- [WHAT IS BEING ASKED]: Show every line of the records below that contains the word "water". Case counts, so a line with a different capitalization of the word does not match.

- [SUPPLIED DATA]:
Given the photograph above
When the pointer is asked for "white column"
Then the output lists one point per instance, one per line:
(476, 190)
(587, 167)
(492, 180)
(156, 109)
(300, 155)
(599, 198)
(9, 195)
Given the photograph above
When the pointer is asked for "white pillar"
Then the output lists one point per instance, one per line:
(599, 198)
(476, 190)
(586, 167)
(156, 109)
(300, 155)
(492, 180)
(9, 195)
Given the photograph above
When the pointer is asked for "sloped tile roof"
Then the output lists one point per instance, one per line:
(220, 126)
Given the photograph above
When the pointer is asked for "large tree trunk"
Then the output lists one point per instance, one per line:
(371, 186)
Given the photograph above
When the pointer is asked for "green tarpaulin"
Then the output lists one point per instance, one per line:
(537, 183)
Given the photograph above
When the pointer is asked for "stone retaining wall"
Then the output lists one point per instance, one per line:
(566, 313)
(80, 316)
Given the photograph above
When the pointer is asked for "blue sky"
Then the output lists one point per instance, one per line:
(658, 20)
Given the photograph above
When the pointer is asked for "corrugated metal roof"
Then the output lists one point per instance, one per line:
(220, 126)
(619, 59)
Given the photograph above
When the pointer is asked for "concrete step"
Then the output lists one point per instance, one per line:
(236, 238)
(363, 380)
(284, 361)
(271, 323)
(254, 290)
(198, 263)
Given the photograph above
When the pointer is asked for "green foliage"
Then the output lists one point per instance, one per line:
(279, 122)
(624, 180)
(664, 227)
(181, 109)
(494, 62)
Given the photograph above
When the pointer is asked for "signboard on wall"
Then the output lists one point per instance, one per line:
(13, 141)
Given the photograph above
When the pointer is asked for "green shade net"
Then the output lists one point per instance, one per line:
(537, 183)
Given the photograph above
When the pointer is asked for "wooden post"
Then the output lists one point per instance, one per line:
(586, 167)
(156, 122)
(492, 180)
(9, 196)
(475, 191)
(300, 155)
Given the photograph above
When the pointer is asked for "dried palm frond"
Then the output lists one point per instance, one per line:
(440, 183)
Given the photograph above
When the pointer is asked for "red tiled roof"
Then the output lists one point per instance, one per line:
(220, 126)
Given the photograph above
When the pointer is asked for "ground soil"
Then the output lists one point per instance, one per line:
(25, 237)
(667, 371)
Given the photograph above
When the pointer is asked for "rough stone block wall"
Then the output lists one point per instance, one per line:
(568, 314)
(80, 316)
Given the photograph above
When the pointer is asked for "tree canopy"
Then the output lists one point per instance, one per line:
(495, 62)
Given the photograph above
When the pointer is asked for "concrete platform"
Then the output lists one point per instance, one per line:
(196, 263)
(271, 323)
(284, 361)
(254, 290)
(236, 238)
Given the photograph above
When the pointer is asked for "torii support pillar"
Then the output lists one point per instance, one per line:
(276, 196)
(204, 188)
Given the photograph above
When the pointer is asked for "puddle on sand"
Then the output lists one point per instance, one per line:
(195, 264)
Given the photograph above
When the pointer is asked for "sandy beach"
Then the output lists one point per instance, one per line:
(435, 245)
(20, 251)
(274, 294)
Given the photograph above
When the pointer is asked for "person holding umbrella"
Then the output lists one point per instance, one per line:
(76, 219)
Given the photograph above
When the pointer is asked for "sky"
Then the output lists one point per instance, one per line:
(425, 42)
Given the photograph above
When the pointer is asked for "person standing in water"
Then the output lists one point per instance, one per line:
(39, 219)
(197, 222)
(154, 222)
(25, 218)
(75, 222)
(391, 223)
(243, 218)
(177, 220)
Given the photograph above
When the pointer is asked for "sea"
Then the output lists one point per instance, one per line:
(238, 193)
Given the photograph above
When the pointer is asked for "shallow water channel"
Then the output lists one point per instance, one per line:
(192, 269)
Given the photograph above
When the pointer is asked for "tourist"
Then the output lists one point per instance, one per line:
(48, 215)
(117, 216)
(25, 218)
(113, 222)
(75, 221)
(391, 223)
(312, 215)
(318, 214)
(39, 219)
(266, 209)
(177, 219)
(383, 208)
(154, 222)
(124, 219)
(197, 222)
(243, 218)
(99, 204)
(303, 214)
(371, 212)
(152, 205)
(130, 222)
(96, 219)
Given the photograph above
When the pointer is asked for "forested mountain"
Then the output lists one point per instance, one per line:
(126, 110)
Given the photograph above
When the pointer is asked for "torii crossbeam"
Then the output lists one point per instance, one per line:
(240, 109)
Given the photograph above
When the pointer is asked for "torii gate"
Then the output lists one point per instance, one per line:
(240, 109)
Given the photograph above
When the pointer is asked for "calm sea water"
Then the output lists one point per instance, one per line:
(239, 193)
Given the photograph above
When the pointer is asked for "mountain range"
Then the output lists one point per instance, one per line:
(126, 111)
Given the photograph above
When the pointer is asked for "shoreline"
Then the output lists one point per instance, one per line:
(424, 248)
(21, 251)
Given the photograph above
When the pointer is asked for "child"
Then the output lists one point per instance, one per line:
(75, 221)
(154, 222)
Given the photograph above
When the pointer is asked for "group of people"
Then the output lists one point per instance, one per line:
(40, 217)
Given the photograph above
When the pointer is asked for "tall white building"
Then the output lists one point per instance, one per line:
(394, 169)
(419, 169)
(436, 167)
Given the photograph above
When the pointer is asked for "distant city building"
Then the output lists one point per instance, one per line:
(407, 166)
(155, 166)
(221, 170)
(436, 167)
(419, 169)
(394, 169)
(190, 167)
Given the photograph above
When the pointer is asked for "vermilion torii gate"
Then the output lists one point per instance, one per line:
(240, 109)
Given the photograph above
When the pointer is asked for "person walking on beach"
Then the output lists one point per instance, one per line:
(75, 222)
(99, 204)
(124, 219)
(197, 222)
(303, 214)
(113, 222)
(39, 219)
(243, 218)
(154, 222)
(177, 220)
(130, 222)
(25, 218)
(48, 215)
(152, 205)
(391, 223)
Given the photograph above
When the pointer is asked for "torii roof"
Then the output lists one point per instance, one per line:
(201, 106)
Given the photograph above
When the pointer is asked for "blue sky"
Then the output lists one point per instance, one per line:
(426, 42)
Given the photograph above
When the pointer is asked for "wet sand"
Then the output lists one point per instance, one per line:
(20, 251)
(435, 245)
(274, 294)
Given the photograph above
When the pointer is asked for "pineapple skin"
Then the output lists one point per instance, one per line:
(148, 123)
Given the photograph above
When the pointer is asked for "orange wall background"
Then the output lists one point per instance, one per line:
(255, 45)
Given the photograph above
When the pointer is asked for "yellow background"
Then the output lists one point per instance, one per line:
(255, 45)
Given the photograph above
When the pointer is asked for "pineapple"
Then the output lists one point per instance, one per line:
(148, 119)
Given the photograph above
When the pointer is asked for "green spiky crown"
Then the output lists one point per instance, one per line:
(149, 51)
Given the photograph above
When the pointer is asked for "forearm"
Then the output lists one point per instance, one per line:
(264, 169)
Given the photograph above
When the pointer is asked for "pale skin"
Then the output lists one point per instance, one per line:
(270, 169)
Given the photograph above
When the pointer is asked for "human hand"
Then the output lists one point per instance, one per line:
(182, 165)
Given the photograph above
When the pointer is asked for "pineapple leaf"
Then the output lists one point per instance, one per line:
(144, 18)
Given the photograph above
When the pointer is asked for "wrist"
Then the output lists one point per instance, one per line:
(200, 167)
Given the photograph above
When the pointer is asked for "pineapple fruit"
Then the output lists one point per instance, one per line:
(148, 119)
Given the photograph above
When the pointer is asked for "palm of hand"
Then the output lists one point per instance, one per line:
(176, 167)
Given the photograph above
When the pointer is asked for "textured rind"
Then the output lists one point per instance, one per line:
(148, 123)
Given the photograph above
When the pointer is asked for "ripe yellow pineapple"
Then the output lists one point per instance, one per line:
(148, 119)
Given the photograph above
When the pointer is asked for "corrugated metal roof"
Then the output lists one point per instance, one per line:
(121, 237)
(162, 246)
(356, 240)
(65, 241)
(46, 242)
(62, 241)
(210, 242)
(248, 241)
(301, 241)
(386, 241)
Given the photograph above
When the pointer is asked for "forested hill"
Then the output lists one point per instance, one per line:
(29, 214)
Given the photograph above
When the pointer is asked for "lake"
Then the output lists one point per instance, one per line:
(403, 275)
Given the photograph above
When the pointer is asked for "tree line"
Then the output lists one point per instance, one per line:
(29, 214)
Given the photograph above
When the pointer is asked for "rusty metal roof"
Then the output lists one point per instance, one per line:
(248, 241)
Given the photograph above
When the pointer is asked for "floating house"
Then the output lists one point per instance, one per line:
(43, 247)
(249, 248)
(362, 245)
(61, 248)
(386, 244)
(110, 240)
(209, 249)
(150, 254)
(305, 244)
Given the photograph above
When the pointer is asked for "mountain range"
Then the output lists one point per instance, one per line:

- [REPLY TO THE EXERCISE]:
When the pointer is asked for "person standing in water"
When the pointer is asked for "shallow water channel"
When the pointer is asked for "calm sea water"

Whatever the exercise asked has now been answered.